(Dataset rows showing where objects appear)
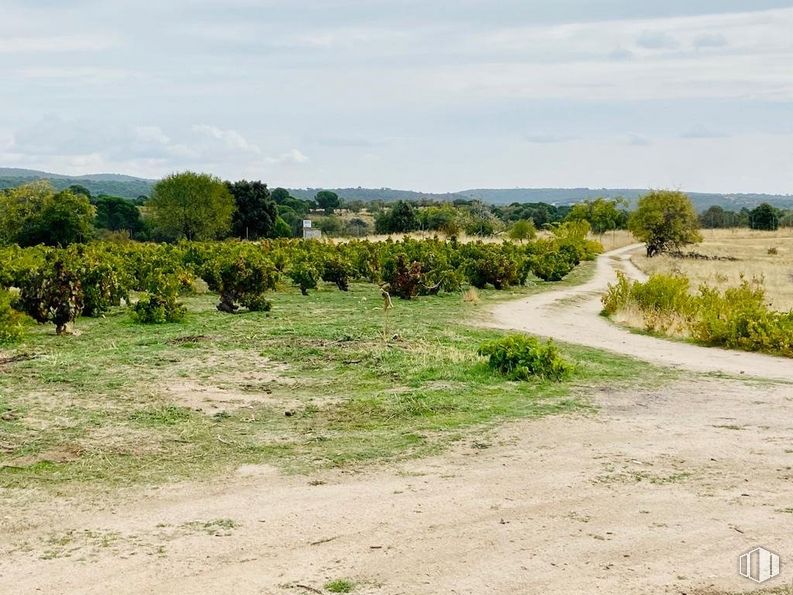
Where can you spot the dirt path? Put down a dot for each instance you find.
(658, 492)
(572, 315)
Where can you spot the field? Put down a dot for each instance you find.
(760, 254)
(325, 380)
(328, 445)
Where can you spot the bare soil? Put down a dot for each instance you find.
(658, 492)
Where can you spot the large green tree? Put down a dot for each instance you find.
(603, 214)
(117, 214)
(398, 219)
(192, 206)
(665, 220)
(327, 200)
(34, 214)
(764, 217)
(255, 213)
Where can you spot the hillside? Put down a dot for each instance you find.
(112, 184)
(132, 187)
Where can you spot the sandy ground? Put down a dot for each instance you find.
(658, 492)
(572, 315)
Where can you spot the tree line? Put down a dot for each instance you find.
(197, 206)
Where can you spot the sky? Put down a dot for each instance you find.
(431, 95)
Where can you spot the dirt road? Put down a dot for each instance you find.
(658, 492)
(571, 315)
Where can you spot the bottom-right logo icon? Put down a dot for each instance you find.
(758, 564)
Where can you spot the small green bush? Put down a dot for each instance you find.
(52, 292)
(340, 586)
(11, 322)
(520, 357)
(159, 304)
(305, 275)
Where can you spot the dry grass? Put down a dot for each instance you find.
(751, 248)
(615, 239)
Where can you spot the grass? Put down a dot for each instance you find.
(340, 586)
(750, 248)
(314, 384)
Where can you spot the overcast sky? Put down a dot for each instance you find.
(435, 95)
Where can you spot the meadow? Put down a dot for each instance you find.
(740, 253)
(321, 381)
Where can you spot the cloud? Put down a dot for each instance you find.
(230, 138)
(701, 131)
(637, 140)
(621, 55)
(56, 44)
(546, 139)
(710, 40)
(656, 40)
(295, 156)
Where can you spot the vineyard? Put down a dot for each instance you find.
(58, 285)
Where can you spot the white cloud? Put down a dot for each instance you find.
(230, 138)
(656, 40)
(295, 156)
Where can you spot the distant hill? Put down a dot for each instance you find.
(557, 196)
(112, 184)
(132, 187)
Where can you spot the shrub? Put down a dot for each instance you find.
(550, 263)
(11, 322)
(304, 275)
(499, 270)
(520, 357)
(523, 229)
(52, 293)
(241, 274)
(617, 296)
(159, 304)
(404, 280)
(337, 270)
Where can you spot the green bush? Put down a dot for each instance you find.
(737, 318)
(305, 275)
(337, 270)
(520, 357)
(241, 274)
(52, 292)
(160, 302)
(740, 319)
(404, 280)
(11, 322)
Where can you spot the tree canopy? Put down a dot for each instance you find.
(255, 213)
(117, 214)
(192, 206)
(665, 220)
(765, 217)
(34, 214)
(327, 200)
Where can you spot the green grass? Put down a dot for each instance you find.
(340, 586)
(314, 384)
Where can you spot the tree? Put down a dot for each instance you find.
(280, 195)
(602, 214)
(116, 214)
(33, 214)
(192, 206)
(400, 218)
(665, 220)
(327, 200)
(79, 189)
(713, 218)
(523, 230)
(256, 212)
(764, 217)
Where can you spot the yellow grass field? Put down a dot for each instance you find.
(761, 254)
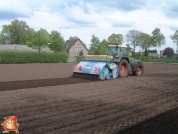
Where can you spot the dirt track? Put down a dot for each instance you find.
(60, 104)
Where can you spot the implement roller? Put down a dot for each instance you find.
(117, 63)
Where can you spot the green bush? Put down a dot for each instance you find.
(10, 57)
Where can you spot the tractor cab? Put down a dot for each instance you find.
(117, 50)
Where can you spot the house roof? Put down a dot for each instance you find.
(69, 43)
(153, 54)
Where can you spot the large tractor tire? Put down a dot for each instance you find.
(139, 69)
(123, 68)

Written exercise :: Transfer the lines of the listing from the one containing "Where can you spot the house" through the last line, requests included, adding 117 to each coordinate number in the answers.

Exercise answer ::
Where can you spot the house roof? Put down a dot for each instance you find.
(186, 160)
(270, 171)
Where can you spot the large tractor tire? Put down a dot for each instance you find.
(256, 186)
(240, 185)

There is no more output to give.